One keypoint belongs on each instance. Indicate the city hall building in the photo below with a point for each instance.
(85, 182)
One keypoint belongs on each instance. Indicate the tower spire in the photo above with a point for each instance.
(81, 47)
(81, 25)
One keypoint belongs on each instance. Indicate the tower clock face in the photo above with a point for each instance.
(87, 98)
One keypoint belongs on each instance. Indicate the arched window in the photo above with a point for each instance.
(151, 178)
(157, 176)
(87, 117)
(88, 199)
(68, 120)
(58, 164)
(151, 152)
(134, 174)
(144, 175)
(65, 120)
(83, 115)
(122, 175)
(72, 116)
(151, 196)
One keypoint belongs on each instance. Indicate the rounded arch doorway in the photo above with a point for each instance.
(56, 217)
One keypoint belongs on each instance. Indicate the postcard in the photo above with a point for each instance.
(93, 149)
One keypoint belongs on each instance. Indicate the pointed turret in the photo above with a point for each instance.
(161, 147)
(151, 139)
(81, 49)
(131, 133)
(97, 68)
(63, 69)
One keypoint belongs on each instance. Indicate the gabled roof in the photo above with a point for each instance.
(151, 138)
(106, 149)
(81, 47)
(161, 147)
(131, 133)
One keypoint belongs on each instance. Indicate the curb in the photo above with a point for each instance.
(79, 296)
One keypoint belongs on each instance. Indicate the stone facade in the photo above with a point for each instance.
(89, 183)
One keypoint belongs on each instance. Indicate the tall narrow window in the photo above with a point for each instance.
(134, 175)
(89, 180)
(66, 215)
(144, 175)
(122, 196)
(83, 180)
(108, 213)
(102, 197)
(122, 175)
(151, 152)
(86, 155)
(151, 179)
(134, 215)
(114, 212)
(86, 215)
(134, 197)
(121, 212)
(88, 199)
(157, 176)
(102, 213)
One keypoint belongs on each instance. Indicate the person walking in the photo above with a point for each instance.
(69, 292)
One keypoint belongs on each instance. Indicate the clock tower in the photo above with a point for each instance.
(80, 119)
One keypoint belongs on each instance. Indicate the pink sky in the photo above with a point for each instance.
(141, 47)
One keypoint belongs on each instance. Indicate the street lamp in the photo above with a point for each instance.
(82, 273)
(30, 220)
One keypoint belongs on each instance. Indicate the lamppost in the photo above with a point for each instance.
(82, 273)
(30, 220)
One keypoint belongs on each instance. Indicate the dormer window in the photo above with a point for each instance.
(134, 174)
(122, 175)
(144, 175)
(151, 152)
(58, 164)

- - - - - - -

Retype all of the lines above without any changes.

One keypoint belongs on each instance. Indicate the city hall building in the photo below with a point for each instance.
(85, 182)
One keypoint belongs on each instance. Indicate the tower spire in the photo above with a point for each instance.
(81, 47)
(81, 25)
One keypoint belongs on each instance. Indicate the tower clock face in the photo above with a point for each instance.
(87, 98)
One keypoint belongs on each instance. Indicate the arched window in the photo above with a point for each instance.
(151, 178)
(157, 176)
(87, 117)
(88, 199)
(68, 120)
(58, 164)
(151, 152)
(134, 174)
(144, 175)
(65, 120)
(83, 115)
(122, 175)
(72, 116)
(151, 196)
One keypoint belongs on each instance. Indicate the rounded arch doorway in the photo above with a point for each instance.
(56, 217)
One keypoint belongs on each instance. Indicate the postcard in the photo above with a point for each instance.
(93, 149)
One keypoint belongs on each instance. Indicate the pointed turret in the photo above with a point for each instance.
(161, 147)
(151, 139)
(81, 49)
(131, 133)
(97, 68)
(63, 69)
One keypoint belongs on each instance. Indicate the gabled roof in the photo above with a point for each instance.
(151, 138)
(106, 149)
(81, 47)
(161, 147)
(131, 133)
One keypoint belongs on each instance. Indicate the curb in the photo above with a point for each instance.
(79, 296)
One keypoint belongs on each instance. Indicate the stone facade in the photo above with a point for each instance.
(89, 183)
One keypoint belongs on each instance. Indicate the tall narrow window in the photo above with a point for each instance.
(134, 175)
(89, 180)
(66, 215)
(144, 175)
(122, 196)
(83, 180)
(108, 213)
(102, 197)
(122, 175)
(151, 152)
(86, 155)
(151, 179)
(134, 215)
(114, 212)
(86, 215)
(134, 197)
(121, 212)
(88, 199)
(157, 176)
(102, 213)
One keypoint belongs on each instance. Indicate the person walking in the photo above with a point for each instance.
(69, 292)
One keypoint belongs on each instance. Indicate the clock tower in the photo above with a point for each instance.
(80, 119)
One keypoint belongs on each instance. Indicate the pink sky in the photo above with a point for each instance.
(141, 47)
One keypoint belongs on each instance. Indicate the street lamp in the photo above with a point for each instance.
(82, 273)
(30, 220)
One keypoint belongs on each instance. Indicate the lamppost in the photo above with a point for each instance.
(82, 273)
(30, 220)
One keypoint belongs on each instance. Indicate the dormer window in the photo above with a point for each instance.
(134, 174)
(122, 175)
(144, 175)
(151, 152)
(58, 164)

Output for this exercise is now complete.